**Short exercise 1**
In the Redshift setup guide, name every distribution method it describes.

**Selected extract**
Configuring Amazon Redshift as a Target
  • 6 Minutes to read
  • Dark
    Light
  • PDF

Configuring Amazon Redshift as a Target

  • Dark
    Light
  • PDF

Article summary

Introduction

This guide will walk you through the steps of setting up your first Amazon Redshift cluster and acquiring the essentials needed for integration with Rivery.

Important Note:

This connector is not compatible with Redshift Serverless.

Prerequisites

Before using this guide, ensure the following prerequisites are met:

Select a Source

Setting up a Target requires first selecting a Source and creating a connection to it.

Amazon Redshift Connection

Ensure that you have established a connection with Amazon Redshift as your Target.


Configuration Process

  1. Click the curved arrow next to Schema on the right side of the row. After the refresh is complete, click the row and choose the Schema where the data will be stored.

  2. Enter the Table Name.

  3. Select a Distribution Method (Note that this option is available only when you select Custom Report, Custom Query or Legact River as the River Mode.):

    • All - Involves distributing a complete copy of the table to every node in the cluster. Best suited for tables that are rarely updated or are relatively static (slow moving). It's not typically beneficial for small tables, as the cost of redistribution during queries is low.
    • Even - Involves the leader node distributing data rows across slices in a round-robin manner, without considering the values in any specific column. This method is ideal for tables that are not involved in joins. It's also a suitable choice when neither KEY nor ALL distribution methods are clearly advantageous.
    • Key - Rows are allocated based on the values in a designated column. The leader node places rows with matching values in the same node slice. Particularly effective when distributing a pair of tables on their joining keys. This ensures that rows with matching values from the common columns are stored together physically, facilitating efficient join operations.
      It's important to remember that when using the Key Distribution Method, you must choose a single key column to perform the slicing.

    image.png

    Please Note:
    When using Multi-Tables or Predefined Reports as your River Mode, you have the option to choose a Distribution Method. This can be done in the Table Settings, which is accessible by clicking on a particular table in the Schema tab.
    image.png

  4. Set the Loading Mode.
    Please Note:
    Amazon Redshift offers the flexibility to choose different Merge methods. For more information about these options, please refer to the Amazon Redshift Upsert-Merge Loading Mode Options documentation.

image.png

  1. In the Additional Options menu, the following options are available:
  • Truncate Columns - is designed to handle instances where the length of an array exceeds the maximum VARCHAR length allowed in Redshift. Since Redshift's array type has limited flexibility and can change between different data loads, Rivery ensures compatibility by converting arrays into VARCHAR(max) type. However, if an array surpasses the maximum VARCHAR length, the Truncate Columns option, found under Advanced Options in the Target tab, can be used to truncate the array data to fit within Redshift's maximum size constraints.

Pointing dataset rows
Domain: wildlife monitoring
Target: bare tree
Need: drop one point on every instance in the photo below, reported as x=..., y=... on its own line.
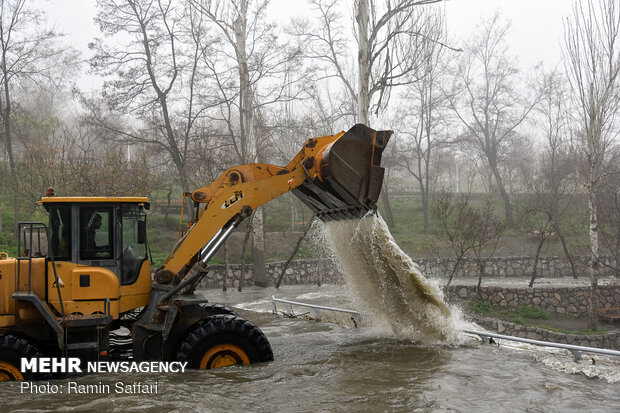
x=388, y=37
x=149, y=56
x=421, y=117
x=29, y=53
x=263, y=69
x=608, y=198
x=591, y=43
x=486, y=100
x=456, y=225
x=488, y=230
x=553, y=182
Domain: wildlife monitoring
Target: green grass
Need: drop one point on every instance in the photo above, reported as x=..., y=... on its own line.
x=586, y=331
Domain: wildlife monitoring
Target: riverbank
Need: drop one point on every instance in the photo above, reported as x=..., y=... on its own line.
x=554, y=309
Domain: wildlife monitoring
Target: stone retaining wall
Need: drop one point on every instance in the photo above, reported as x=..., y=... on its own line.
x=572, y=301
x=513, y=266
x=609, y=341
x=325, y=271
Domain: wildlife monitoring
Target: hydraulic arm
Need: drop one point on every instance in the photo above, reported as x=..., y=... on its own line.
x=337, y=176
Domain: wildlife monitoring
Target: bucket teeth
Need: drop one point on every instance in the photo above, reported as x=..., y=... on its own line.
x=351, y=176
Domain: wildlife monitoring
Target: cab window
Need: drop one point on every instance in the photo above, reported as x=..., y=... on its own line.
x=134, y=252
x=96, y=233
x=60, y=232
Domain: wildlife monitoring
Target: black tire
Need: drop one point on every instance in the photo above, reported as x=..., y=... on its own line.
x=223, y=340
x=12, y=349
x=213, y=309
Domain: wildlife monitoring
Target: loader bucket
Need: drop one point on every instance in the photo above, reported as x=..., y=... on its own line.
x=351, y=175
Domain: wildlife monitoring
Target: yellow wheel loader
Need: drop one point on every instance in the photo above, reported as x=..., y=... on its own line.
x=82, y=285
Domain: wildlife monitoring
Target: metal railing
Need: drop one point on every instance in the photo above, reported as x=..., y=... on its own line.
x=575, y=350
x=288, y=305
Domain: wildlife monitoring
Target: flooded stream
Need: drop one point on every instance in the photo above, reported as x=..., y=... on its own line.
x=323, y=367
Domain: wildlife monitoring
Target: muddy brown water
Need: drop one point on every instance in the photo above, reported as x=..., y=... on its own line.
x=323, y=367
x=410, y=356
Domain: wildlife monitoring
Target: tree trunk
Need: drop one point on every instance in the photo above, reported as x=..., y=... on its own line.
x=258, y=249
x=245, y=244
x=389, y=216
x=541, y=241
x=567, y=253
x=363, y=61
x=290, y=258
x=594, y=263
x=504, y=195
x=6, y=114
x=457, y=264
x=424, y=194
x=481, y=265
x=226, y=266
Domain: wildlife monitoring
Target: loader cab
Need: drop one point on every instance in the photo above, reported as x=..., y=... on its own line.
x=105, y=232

...

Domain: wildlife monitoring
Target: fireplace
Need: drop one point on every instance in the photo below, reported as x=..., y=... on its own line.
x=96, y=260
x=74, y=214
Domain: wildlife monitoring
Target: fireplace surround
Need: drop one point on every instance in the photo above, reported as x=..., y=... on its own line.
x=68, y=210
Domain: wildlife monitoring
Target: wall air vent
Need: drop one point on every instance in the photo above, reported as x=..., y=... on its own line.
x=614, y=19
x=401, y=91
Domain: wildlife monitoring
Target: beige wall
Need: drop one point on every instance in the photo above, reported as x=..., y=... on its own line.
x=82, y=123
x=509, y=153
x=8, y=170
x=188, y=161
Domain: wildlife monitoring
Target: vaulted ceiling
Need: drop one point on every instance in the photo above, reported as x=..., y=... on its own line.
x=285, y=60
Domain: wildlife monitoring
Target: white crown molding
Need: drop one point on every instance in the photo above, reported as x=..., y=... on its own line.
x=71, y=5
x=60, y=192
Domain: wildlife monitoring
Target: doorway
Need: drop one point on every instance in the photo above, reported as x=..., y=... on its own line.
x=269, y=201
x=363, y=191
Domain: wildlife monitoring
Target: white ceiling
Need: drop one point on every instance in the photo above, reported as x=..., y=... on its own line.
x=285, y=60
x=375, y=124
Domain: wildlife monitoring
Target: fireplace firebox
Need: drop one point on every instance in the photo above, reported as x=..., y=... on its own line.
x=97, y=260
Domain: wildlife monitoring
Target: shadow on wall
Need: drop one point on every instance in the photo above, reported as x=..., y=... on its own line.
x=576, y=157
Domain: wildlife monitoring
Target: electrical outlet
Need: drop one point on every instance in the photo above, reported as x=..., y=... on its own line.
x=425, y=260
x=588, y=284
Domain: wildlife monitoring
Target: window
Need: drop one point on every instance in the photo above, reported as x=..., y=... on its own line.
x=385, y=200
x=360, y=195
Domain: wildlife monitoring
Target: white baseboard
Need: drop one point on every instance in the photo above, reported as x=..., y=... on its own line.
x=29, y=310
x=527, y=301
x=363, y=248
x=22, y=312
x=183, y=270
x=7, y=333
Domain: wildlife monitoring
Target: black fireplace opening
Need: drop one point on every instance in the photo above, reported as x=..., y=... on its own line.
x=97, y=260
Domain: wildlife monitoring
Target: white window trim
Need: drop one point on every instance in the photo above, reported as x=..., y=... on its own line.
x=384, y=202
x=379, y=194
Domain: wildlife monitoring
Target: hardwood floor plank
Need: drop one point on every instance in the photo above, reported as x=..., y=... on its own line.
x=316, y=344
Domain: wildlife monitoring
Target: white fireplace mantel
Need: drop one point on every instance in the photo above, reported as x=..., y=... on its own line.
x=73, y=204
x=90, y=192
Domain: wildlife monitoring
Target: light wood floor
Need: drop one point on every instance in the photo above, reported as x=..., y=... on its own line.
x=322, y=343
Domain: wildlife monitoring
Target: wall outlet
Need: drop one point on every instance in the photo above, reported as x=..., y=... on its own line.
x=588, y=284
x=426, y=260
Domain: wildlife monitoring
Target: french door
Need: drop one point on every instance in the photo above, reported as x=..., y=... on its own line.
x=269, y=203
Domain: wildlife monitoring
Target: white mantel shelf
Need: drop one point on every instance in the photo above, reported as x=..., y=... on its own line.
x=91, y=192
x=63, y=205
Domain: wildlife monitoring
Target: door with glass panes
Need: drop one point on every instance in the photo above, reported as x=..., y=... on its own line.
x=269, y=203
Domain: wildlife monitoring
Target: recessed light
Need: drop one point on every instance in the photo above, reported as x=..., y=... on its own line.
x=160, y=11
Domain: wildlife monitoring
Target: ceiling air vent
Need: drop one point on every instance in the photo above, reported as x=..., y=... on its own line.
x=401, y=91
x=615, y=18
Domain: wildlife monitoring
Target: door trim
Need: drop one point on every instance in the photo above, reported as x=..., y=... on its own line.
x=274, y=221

* * *

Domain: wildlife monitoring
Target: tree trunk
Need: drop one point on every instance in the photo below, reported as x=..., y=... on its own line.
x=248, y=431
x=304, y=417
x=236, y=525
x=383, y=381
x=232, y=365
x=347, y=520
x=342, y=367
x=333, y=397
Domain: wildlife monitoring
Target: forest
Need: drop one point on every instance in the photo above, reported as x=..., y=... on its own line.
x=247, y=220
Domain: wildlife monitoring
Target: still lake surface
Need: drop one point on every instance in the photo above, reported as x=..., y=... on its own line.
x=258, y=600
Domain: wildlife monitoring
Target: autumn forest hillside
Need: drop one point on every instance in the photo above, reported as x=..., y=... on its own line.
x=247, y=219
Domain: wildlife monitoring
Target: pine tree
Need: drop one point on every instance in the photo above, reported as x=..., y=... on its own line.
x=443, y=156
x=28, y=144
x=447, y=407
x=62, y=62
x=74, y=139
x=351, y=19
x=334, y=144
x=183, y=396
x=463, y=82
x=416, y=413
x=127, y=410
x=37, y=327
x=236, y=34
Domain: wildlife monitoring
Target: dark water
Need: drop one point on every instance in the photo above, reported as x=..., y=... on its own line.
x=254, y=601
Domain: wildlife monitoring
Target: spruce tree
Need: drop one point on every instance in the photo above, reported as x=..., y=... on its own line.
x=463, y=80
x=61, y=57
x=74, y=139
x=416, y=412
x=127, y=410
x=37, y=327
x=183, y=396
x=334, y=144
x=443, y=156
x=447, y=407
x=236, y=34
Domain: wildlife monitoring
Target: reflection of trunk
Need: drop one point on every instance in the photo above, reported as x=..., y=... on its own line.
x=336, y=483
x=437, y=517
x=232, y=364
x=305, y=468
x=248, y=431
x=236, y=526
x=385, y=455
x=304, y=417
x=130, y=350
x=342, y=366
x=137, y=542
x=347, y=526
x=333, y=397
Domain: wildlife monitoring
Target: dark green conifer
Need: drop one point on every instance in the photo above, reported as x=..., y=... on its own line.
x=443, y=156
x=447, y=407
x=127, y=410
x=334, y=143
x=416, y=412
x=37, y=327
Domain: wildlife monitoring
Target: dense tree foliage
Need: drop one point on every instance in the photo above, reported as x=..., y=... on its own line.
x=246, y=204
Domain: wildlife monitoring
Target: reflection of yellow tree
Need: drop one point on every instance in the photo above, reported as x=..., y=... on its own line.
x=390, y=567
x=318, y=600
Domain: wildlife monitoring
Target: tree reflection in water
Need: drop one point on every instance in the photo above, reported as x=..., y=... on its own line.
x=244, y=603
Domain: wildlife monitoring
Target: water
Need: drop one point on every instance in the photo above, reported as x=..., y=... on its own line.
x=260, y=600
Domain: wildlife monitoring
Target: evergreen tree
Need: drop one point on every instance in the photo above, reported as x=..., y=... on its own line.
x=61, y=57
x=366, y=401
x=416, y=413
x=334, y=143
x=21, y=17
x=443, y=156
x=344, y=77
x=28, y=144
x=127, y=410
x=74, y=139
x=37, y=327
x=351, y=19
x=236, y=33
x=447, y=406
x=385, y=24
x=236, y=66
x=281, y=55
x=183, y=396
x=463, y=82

**Short exercise 2**
Report how many lines of the rows above contain the string "dark", counting only matches in the same case.

**Exercise result 1**
All, Even, Key

**Exercise result 2**
2